[Dataset rows]
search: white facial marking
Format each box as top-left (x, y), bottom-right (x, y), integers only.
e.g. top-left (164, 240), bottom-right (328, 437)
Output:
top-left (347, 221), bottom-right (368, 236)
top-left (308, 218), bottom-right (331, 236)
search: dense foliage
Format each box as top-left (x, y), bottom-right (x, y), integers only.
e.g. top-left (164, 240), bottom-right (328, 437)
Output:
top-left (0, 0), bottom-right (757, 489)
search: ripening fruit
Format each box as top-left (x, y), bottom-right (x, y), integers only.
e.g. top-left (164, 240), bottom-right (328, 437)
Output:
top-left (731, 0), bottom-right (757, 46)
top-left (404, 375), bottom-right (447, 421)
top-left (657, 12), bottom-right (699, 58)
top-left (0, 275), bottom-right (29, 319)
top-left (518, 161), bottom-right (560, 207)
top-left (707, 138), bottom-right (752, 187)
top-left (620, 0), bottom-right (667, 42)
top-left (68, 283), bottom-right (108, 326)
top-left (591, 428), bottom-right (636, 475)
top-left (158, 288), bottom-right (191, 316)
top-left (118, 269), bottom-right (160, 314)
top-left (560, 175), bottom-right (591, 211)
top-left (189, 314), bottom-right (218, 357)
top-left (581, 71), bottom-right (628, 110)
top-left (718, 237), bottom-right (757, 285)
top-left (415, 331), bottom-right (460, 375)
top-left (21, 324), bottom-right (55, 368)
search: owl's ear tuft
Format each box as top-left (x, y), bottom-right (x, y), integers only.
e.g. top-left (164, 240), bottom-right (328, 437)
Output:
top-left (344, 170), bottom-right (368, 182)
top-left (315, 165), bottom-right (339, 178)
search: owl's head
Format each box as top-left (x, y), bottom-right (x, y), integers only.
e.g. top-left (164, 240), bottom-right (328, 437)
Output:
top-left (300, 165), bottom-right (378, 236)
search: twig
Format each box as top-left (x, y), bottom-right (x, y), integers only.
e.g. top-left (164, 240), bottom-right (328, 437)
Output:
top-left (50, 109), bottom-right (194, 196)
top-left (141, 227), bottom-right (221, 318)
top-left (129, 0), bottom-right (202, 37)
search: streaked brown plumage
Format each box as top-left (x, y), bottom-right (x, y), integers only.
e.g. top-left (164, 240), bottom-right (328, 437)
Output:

- _PROBLEM TO SOLVE_: Pick out every line in the data above that contains the word "search", and copy each one. Case counts.

- _WORKED ANSWER_:
search: white facial marking
search: dense foliage
search: ripening fruit
search: owl's ear tuft
search: owl's head
search: twig
search: streaked brown plumage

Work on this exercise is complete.